Collected data:

# # #

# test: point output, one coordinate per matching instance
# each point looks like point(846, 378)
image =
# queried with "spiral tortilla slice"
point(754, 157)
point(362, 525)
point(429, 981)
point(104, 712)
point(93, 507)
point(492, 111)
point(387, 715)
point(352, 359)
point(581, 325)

# # #

Short task
Rename "spiral tortilla slice" to "pinwheel sandwich" throughout the records and give them again, with nothing else altered.

Expected answer
# test: point output, one coordinate per matching instance
# each point looks like point(846, 378)
image =
# queried with "pinwheel sandwich"
point(754, 157)
point(362, 525)
point(429, 981)
point(104, 712)
point(93, 507)
point(492, 111)
point(387, 715)
point(352, 359)
point(581, 325)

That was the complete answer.